Work instruction:
In the copy, include no images, and repeat each entry precisely as written.

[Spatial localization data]
++++++++++

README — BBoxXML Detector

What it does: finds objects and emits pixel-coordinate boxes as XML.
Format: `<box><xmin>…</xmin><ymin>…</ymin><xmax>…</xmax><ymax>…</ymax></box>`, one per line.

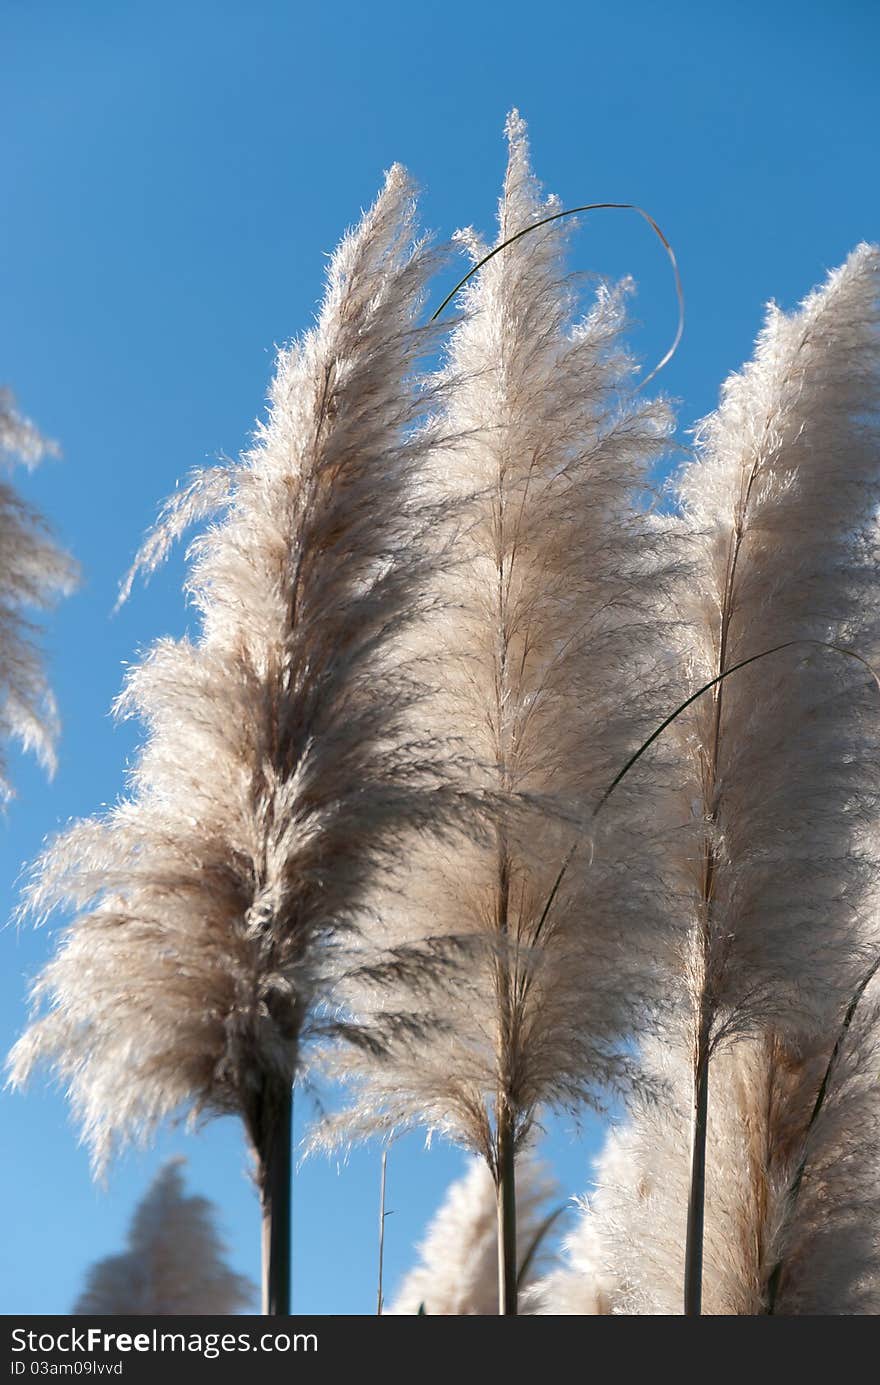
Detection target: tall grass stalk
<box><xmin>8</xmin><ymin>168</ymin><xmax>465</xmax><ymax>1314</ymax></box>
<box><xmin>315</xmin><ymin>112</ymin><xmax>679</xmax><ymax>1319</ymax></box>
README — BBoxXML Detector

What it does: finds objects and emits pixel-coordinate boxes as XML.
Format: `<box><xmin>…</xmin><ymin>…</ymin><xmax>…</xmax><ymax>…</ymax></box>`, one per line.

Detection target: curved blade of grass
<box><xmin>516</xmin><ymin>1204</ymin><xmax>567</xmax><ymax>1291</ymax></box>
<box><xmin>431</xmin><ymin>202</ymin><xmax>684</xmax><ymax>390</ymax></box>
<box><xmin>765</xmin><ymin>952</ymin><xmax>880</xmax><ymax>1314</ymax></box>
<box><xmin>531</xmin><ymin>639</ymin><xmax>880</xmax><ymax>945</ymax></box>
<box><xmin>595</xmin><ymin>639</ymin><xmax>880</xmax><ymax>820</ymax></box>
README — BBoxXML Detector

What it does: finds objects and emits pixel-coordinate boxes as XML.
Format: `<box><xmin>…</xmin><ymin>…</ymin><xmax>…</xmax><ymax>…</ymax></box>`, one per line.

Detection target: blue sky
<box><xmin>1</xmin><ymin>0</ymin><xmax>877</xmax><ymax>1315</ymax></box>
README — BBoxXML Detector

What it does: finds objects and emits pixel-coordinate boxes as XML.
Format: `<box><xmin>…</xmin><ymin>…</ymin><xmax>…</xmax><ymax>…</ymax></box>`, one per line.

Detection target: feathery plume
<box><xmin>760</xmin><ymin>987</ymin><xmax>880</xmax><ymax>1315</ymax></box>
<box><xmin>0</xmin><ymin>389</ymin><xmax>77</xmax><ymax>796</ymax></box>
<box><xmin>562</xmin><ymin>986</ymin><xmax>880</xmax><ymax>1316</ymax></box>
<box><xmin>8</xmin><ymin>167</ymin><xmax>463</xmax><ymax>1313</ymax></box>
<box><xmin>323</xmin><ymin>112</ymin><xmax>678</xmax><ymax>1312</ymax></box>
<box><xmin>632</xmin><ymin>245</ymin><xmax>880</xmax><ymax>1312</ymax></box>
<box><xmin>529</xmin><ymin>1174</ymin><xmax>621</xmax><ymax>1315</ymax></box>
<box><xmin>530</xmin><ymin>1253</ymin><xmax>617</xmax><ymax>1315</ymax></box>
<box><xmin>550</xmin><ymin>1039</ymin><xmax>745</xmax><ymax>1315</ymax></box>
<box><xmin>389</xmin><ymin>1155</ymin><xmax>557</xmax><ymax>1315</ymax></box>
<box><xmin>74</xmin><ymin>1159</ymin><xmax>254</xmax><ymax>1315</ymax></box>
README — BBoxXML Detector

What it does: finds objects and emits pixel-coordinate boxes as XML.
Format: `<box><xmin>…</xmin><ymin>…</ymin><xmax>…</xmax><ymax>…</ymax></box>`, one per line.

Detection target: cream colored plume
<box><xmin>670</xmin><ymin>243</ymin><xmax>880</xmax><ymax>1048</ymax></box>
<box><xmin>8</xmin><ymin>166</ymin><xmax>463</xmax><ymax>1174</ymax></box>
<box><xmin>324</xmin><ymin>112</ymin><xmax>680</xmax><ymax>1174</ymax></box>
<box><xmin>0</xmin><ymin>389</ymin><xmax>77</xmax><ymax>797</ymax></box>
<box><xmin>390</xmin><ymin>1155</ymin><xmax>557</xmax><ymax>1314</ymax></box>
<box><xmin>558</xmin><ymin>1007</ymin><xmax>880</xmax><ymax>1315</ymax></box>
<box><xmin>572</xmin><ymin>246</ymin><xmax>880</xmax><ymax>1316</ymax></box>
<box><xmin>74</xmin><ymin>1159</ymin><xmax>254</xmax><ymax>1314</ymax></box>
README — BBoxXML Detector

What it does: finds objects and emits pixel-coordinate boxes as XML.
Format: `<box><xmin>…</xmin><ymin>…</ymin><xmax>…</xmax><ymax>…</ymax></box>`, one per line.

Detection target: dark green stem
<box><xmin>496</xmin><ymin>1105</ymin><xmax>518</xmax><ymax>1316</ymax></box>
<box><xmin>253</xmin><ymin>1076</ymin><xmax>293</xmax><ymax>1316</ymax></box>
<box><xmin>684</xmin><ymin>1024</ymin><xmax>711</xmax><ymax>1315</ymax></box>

++++++++++

Worked solution:
README — BBoxXML Detector

What it does: finds objects and emits pixel-coordinate boxes as XML.
Format: `<box><xmin>…</xmin><ymin>…</ymin><xmax>…</xmax><ymax>…</ymax></box>`, one per line.

Detection target: tall grass stalk
<box><xmin>8</xmin><ymin>168</ymin><xmax>465</xmax><ymax>1314</ymax></box>
<box><xmin>315</xmin><ymin>112</ymin><xmax>679</xmax><ymax>1319</ymax></box>
README — BBoxXML Detector

What it does: finds objects and emits pixel-coordinate boxes as XML.
Format: `<box><xmin>…</xmin><ymin>…</ymin><xmax>…</xmax><ymax>…</ymax></box>`, one per line.

Detection target: curved blade of grass
<box><xmin>516</xmin><ymin>1204</ymin><xmax>567</xmax><ymax>1291</ymax></box>
<box><xmin>431</xmin><ymin>202</ymin><xmax>684</xmax><ymax>390</ymax></box>
<box><xmin>765</xmin><ymin>952</ymin><xmax>880</xmax><ymax>1314</ymax></box>
<box><xmin>531</xmin><ymin>639</ymin><xmax>880</xmax><ymax>945</ymax></box>
<box><xmin>595</xmin><ymin>639</ymin><xmax>880</xmax><ymax>820</ymax></box>
README — BBoxXML Detector

What it does: finds objects and emits pixel-coordinate boxes as XML.
Format: `<box><xmin>…</xmin><ymin>…</ymin><xmax>…</xmax><ymax>…</ymax></box>`, one per line.

Detection target: blue sky
<box><xmin>1</xmin><ymin>0</ymin><xmax>877</xmax><ymax>1315</ymax></box>
README — BBoxXML Detector

What it does: finds objects and emits pixel-coordinate boxes as XML.
Format: `<box><xmin>…</xmin><ymin>…</ymin><xmax>…</xmax><ymax>…</ymax></box>`, one per line.

Detection target: feathery plume
<box><xmin>760</xmin><ymin>987</ymin><xmax>880</xmax><ymax>1315</ymax></box>
<box><xmin>0</xmin><ymin>389</ymin><xmax>77</xmax><ymax>796</ymax></box>
<box><xmin>562</xmin><ymin>986</ymin><xmax>880</xmax><ymax>1316</ymax></box>
<box><xmin>8</xmin><ymin>167</ymin><xmax>463</xmax><ymax>1313</ymax></box>
<box><xmin>323</xmin><ymin>112</ymin><xmax>678</xmax><ymax>1312</ymax></box>
<box><xmin>632</xmin><ymin>245</ymin><xmax>880</xmax><ymax>1312</ymax></box>
<box><xmin>529</xmin><ymin>1174</ymin><xmax>621</xmax><ymax>1315</ymax></box>
<box><xmin>530</xmin><ymin>1253</ymin><xmax>617</xmax><ymax>1315</ymax></box>
<box><xmin>550</xmin><ymin>1039</ymin><xmax>745</xmax><ymax>1315</ymax></box>
<box><xmin>389</xmin><ymin>1155</ymin><xmax>557</xmax><ymax>1315</ymax></box>
<box><xmin>74</xmin><ymin>1159</ymin><xmax>254</xmax><ymax>1315</ymax></box>
README — BBoxXML Detector

What it does: finds objects and emits pixel-coordinate boxes as XML.
Format: `<box><xmin>…</xmin><ymin>…</ymin><xmax>…</xmax><ymax>…</ymax></box>`, one per line.

Detection target: cream colored plume
<box><xmin>670</xmin><ymin>243</ymin><xmax>880</xmax><ymax>1048</ymax></box>
<box><xmin>8</xmin><ymin>166</ymin><xmax>463</xmax><ymax>1174</ymax></box>
<box><xmin>324</xmin><ymin>112</ymin><xmax>680</xmax><ymax>1174</ymax></box>
<box><xmin>0</xmin><ymin>389</ymin><xmax>77</xmax><ymax>797</ymax></box>
<box><xmin>390</xmin><ymin>1155</ymin><xmax>557</xmax><ymax>1314</ymax></box>
<box><xmin>558</xmin><ymin>1007</ymin><xmax>880</xmax><ymax>1315</ymax></box>
<box><xmin>572</xmin><ymin>246</ymin><xmax>880</xmax><ymax>1316</ymax></box>
<box><xmin>74</xmin><ymin>1159</ymin><xmax>254</xmax><ymax>1314</ymax></box>
README — BBoxXML Detector

What it does: finds objects and emits pixel-coordinate boxes as XML.
Format: `<box><xmin>…</xmin><ymin>…</ymin><xmax>…</xmax><ymax>…</ymax></box>`, one per line.

Detection target: dark green stem
<box><xmin>496</xmin><ymin>1105</ymin><xmax>518</xmax><ymax>1316</ymax></box>
<box><xmin>253</xmin><ymin>1076</ymin><xmax>293</xmax><ymax>1316</ymax></box>
<box><xmin>684</xmin><ymin>1024</ymin><xmax>711</xmax><ymax>1315</ymax></box>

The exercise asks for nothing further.